### Task item
Exactly as written, output each of the entries below.

### Given information
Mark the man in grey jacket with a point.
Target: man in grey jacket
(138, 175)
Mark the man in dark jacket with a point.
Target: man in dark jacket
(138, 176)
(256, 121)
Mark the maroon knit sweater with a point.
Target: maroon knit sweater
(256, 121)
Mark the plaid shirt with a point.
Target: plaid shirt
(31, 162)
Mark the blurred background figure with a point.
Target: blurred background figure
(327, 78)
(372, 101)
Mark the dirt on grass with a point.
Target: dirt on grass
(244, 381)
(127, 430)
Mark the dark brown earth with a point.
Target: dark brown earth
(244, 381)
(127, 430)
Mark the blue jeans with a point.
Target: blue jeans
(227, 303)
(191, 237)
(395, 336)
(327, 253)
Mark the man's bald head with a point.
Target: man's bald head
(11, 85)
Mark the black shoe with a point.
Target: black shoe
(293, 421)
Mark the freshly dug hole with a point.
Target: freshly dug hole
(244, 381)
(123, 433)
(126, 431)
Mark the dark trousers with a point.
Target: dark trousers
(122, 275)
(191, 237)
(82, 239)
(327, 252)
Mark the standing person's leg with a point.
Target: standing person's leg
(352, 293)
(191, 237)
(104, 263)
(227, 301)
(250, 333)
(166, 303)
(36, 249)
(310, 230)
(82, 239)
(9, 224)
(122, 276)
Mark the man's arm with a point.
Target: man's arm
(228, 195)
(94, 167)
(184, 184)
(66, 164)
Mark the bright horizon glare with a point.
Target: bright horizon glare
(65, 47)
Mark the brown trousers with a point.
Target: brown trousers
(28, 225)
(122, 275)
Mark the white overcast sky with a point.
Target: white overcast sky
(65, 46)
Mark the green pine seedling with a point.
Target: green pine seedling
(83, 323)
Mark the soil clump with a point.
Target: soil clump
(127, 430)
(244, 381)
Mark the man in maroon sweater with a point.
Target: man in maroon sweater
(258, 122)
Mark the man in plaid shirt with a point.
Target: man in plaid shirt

### Output of the task
Mark the man in grey jacket with a point.
Target: man in grey jacket
(138, 175)
Mark the man in dark jacket with a point.
Target: man in dark jacket
(138, 176)
(256, 121)
Mark the maroon knit sweater with a point.
Target: maroon knit sweater
(256, 121)
Mark the plaid shirt with a point.
Target: plaid shirt
(31, 162)
Mark the blurred background figure with a point.
Target: blurred background figure
(327, 78)
(372, 101)
Mark the dirt on grass with a point.
Target: dirt on grass
(244, 381)
(127, 430)
Mark the dark brown earth with a point.
Target: dark brown earth
(244, 381)
(127, 430)
Mark the blue jeans with a point.
Target: blue jeans
(227, 303)
(191, 237)
(395, 336)
(327, 253)
Mark the man's bald head with a point.
Target: man's bald head
(11, 85)
Mark the black shoe with a point.
Target: black shoe
(293, 421)
Mark the freshly dug hole with a point.
Target: freshly dug hole
(244, 381)
(123, 433)
(126, 431)
Mark the dark trousers with a point.
Target: dark trousers
(122, 275)
(191, 237)
(82, 239)
(327, 252)
Mark the standing person's leg with a point.
Target: standing person's leg
(352, 293)
(191, 237)
(104, 263)
(227, 301)
(250, 333)
(166, 303)
(36, 249)
(310, 230)
(82, 239)
(9, 224)
(122, 276)
Mark the man's arm with a point.
Target: man's arm
(228, 195)
(94, 167)
(184, 184)
(66, 164)
Mark the bright horizon glare with a point.
Target: bright horizon glare
(65, 47)
Mark the brown trousers with a point.
Target: brown trousers
(28, 225)
(122, 275)
Mark the white overcast sky with a point.
Target: white overcast sky
(65, 46)
Mark the green pine seedling with a point.
Target: green pine seedling
(83, 323)
Mark the soil clump with a point.
Target: soil clump
(127, 430)
(244, 381)
Mark the man in maroon sweater with a point.
Target: man in maroon sweater
(258, 122)
Mark the man in plaid shirt with a point.
Target: man in plaid shirt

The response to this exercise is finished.